━━━ DOCUMENT SECTION ━━━

Stripped of all the niceties liberally thrown around, the marketing presentation for a tourism recovery plan takes into account three stages of city life amid the continuing coronavirus threat: the Mitigation Stage, the Transition Stage, and the New Normal Stage. It is worth our collective while to be reminded of what had been submitted for national consideration, to wit:
“The entire Baguio community, as spearheaded by key officials, public and private, has been in shared soliidarity with national policies, as enforced by the local government, in combatting the ongoing Covid-19 pandemic affecting the country, through a series of measures generally meant to keep everyone out of harm’s way while the coronavirus contagion continues its national sweep.
“In the last quarantine levels till June 15th, the city response has been strategically encompassing and wide-ranging. The overall goal remains unswerving: keep the population out of health risk, reduce mobility from point to point, and restrain unnecessary travel out of home to only very essential needs for health and sanitation, food security, and medical requirements for self-protective wear and equipment by frontline service providers — doctors, nurses, medtechs, allied services, and other health workers.
“The Baguio Tourism Council is in shared solidarity with the business sector in expressing its readiness to comply with national and local guidelines when community quarantine restrictions are lifted.
“In the local economy’s transition into the New Normal, the BTC has prepared and expresses full readiness to launch a marketing program designed to re-brand Baguio as a tourism city made safe and secure by the collective discipline of its people, now better equipped to instill responsible tourism among residents and visitors alike.
“Why a RE-BRANDING FOR BAGUIO — Like all other re-opened businesses, the tourism industry will adopt a gradual entry into the New Normal, and adapt allowed activities to the continuing observance and strict enforcement of health and occupational safety protocols as the basic strategy in preventing transmission and infection.
“Necessarily, under a re-opened tourism business, marketing efforts will have to abide by the New Normal regulations put in place, such that defined directions must be in line with new practices consistent with Baguio’s prevailing health-protecting economic and social environment.

━━━ DATASET ━━━

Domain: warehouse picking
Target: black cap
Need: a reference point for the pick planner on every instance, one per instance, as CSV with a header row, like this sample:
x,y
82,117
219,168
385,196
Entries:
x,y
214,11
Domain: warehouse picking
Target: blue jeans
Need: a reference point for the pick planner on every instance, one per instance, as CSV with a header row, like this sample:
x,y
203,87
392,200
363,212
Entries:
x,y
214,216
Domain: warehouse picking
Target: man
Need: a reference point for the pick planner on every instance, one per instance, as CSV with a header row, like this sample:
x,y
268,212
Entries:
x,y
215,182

━━━
━━━ DATASET ━━━

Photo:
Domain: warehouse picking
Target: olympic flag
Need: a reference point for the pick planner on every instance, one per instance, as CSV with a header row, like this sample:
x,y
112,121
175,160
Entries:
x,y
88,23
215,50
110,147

━━━

— WHAT YOU SHOULD DO —
Copy the section of the Baguio tourism text from "Stripped of all" up to and including "its national sweep.", replacing "coronavirus" with "virus".

— OUTPUT OF THE EXERCISE —
Stripped of all the niceties liberally thrown around, the marketing presentation for a tourism recovery plan takes into account three stages of city life amid the continuing virus threat: the Mitigation Stage, the Transition Stage, and the New Normal Stage. It is worth our collective while to be reminded of what had been submitted for national consideration, to wit:
“The entire Baguio community, as spearheaded by key officials, public and private, has been in shared soliidarity with national policies, as enforced by the local government, in combatting the ongoing Covid-19 pandemic affecting the country, through a series of measures generally meant to keep everyone out of harm’s way while the virus contagion continues its national sweep.